▶ WRITTEN EXERCISE
Can you pull out every line from the one containing "Expected: one point per instance of the cloudy" through the end of the rows, both included, and reproduce them unchanged?

Location identification rows:
════════════════
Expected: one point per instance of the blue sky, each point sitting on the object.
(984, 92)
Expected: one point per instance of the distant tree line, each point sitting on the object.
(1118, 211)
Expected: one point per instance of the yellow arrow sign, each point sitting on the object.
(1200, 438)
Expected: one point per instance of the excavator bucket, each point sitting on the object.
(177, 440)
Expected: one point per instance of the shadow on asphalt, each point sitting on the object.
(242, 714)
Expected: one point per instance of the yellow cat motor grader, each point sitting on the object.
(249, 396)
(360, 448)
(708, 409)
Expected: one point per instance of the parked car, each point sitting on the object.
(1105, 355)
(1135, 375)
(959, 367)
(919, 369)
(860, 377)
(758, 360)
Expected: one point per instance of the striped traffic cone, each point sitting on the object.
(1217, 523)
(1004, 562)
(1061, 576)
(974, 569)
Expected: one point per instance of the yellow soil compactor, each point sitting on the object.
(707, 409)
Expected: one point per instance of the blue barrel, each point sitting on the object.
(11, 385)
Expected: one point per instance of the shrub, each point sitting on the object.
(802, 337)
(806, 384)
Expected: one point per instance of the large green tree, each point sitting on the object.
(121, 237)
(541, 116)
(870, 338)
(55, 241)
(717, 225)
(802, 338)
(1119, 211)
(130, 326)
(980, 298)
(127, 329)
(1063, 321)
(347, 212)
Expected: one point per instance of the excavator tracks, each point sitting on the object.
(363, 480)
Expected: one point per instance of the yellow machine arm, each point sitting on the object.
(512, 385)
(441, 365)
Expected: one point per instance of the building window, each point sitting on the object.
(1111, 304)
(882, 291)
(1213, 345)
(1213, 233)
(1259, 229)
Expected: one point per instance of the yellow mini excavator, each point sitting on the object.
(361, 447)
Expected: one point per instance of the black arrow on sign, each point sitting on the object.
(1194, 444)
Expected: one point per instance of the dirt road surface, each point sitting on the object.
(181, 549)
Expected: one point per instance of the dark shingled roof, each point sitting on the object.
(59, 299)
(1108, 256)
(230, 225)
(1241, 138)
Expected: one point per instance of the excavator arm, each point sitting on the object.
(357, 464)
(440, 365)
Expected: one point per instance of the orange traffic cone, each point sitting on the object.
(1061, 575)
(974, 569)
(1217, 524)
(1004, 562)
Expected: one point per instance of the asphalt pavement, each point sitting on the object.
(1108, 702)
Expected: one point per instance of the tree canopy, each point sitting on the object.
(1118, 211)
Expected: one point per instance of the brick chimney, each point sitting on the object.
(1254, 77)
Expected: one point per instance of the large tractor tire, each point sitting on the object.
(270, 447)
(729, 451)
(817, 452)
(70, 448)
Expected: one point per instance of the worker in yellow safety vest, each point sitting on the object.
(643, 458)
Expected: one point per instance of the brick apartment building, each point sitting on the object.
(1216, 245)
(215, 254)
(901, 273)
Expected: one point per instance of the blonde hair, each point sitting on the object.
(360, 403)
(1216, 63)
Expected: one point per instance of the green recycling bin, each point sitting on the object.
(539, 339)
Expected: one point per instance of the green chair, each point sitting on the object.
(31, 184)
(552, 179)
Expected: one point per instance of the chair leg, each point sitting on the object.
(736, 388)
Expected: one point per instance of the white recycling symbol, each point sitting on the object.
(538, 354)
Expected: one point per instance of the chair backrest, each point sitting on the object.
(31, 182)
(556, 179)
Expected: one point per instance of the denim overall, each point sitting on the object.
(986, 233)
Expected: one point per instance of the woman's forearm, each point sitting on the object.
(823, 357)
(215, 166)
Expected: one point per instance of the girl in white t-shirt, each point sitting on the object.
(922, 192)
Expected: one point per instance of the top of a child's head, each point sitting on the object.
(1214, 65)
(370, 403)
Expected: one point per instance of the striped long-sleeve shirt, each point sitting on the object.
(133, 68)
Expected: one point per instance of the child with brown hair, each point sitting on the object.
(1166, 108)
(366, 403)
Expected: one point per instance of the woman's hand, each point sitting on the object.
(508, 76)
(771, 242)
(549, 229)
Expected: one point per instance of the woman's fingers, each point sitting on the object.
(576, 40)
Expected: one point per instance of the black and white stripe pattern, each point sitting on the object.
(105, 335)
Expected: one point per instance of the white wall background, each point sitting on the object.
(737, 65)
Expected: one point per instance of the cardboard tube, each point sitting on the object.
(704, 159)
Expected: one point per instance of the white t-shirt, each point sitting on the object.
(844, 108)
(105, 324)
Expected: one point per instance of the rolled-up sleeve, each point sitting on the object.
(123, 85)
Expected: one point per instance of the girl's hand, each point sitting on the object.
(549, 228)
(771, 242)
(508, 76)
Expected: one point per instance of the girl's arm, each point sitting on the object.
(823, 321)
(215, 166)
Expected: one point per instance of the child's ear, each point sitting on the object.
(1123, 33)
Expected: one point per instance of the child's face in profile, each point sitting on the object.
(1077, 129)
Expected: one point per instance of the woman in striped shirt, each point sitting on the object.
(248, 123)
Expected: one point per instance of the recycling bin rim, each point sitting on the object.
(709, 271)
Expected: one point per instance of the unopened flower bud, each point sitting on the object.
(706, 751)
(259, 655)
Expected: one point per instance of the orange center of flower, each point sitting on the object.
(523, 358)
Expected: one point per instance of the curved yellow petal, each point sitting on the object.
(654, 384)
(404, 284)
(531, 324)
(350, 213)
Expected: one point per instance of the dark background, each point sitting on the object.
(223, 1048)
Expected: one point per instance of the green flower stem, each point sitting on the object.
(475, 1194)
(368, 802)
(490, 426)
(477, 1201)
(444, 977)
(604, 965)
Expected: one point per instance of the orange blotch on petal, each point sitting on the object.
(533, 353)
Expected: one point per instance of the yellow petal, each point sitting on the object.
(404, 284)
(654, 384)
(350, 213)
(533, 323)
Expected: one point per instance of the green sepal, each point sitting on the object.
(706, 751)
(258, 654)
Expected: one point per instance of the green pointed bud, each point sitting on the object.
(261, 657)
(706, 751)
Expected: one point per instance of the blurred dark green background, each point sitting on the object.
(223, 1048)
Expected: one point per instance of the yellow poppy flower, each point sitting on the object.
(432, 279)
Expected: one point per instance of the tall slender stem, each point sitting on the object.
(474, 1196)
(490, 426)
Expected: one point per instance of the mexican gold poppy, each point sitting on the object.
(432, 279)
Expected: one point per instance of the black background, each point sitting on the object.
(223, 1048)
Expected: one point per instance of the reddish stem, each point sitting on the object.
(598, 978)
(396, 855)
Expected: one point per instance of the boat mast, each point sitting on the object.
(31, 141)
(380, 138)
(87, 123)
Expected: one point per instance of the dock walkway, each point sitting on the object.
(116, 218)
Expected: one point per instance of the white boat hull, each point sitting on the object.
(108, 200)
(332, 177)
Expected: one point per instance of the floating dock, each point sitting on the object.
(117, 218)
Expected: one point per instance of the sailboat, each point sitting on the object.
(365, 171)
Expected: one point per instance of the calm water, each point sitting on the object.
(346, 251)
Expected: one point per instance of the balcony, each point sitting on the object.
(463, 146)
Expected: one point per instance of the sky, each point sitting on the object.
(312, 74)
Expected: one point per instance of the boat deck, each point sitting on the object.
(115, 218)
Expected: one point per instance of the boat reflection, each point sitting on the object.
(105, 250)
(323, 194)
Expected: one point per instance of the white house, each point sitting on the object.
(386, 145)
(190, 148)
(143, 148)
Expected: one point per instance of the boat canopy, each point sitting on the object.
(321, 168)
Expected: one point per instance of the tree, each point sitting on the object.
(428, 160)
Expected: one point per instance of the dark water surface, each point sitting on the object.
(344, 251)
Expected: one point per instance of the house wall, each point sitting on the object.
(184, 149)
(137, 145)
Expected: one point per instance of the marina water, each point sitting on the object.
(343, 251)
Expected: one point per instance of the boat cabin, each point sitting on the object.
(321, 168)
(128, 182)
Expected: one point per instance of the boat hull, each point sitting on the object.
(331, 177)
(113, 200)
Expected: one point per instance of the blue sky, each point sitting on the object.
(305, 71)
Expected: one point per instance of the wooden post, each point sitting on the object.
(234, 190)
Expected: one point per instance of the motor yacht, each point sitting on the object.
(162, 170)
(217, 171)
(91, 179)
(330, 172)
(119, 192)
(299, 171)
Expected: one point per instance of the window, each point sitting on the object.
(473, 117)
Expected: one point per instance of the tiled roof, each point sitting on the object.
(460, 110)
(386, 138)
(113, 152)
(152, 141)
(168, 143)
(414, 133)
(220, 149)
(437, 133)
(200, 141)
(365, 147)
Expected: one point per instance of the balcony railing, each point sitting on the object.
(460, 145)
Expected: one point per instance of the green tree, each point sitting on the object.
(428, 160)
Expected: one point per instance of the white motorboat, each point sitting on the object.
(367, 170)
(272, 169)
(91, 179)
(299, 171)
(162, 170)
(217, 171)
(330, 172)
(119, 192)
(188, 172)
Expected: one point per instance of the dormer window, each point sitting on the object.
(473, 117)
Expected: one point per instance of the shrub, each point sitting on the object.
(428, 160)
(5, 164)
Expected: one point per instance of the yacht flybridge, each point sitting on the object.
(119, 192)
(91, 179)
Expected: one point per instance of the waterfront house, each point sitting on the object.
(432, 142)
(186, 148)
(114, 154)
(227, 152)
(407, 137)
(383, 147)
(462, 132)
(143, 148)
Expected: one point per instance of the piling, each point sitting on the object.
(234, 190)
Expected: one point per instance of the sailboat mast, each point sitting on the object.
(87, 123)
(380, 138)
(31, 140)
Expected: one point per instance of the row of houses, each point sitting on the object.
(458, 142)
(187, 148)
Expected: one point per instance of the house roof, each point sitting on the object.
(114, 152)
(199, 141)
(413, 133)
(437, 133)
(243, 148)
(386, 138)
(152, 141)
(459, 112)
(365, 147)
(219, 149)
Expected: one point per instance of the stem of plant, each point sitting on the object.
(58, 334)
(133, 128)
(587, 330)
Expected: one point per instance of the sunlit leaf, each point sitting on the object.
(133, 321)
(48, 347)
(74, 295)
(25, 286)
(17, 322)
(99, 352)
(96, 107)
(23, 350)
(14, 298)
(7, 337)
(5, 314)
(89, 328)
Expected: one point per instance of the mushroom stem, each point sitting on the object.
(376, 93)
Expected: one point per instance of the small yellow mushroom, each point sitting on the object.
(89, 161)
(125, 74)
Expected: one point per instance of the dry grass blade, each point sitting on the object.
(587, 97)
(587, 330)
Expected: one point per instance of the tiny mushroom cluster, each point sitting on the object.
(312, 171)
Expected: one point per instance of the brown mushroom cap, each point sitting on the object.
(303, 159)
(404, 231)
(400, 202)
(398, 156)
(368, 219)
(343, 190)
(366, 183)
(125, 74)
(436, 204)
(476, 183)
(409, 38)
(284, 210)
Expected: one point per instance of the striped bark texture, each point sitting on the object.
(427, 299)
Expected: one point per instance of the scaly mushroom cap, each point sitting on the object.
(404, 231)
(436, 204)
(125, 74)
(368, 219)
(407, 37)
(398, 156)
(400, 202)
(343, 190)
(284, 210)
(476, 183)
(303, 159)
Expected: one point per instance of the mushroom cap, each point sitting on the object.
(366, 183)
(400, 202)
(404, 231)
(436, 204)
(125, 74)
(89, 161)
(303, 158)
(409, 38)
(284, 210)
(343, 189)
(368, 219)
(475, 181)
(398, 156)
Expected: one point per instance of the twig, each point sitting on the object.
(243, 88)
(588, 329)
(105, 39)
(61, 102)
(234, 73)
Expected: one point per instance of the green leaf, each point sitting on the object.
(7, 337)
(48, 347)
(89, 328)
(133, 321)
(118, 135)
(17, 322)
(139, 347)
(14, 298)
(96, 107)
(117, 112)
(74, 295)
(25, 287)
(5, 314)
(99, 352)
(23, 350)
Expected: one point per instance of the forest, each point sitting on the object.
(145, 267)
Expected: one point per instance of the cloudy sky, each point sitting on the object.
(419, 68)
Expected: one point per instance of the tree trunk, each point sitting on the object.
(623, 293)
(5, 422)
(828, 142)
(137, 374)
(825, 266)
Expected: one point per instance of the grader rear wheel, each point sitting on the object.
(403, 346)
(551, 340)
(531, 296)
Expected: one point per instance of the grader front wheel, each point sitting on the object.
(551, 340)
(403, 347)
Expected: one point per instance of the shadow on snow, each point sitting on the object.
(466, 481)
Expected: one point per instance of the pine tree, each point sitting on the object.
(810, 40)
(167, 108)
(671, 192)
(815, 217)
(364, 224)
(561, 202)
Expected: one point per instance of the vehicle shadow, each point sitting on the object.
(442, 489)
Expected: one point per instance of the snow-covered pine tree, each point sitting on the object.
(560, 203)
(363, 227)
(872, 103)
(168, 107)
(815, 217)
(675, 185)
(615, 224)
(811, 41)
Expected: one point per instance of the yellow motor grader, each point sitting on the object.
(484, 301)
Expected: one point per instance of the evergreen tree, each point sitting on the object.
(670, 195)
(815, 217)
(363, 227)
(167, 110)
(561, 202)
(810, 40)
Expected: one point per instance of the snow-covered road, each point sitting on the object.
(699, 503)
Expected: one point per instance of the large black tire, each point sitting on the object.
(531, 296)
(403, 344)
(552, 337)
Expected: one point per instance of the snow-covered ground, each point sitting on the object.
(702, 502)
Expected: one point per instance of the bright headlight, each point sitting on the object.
════════════════
▶ ANSWER TO THIS EXERCISE
Expected: one point per instance of the cloudy sky, each point sitting on the object.
(419, 68)
Expected: one point per instance of the tree trunk, each point sitting on the object.
(623, 293)
(5, 422)
(828, 142)
(137, 374)
(825, 266)
Expected: one point per instance of the grader rear wheel, each point sitting on the object.
(403, 346)
(551, 340)
(531, 296)
Expected: one point per instance of the grader front wheel, each point sitting on the object.
(551, 340)
(403, 347)
Expected: one point per instance of the shadow on snow, each point sitting on the object.
(466, 481)
Expected: one point per instance of the pine tree, each point sitting on the object.
(810, 40)
(167, 108)
(671, 192)
(815, 217)
(364, 224)
(561, 202)
Expected: one point per instance of the vehicle shadow, each point sitting on the object.
(442, 489)
Expected: one point per instance of the snow-covered pine tree, each point sitting on the object.
(560, 203)
(363, 227)
(872, 103)
(168, 107)
(815, 217)
(675, 185)
(615, 224)
(811, 41)
Expected: one point per instance of the yellow motor grader, each point sitting on the object.
(484, 301)
Expected: one point per instance of the evergreen tree, each point sitting on the object.
(670, 195)
(815, 217)
(363, 227)
(167, 110)
(561, 202)
(810, 40)
Expected: one point per instance of the snow-covered road, each point sitting on the object.
(699, 503)
Expected: one point per instance of the large black tire, each point sitting on the object.
(531, 296)
(403, 344)
(552, 337)
Expected: one point per instance of the snow-covered ground, each point sitting on the object.
(702, 502)
Expected: one point per instance of the bright headlight, each point sitting on the object.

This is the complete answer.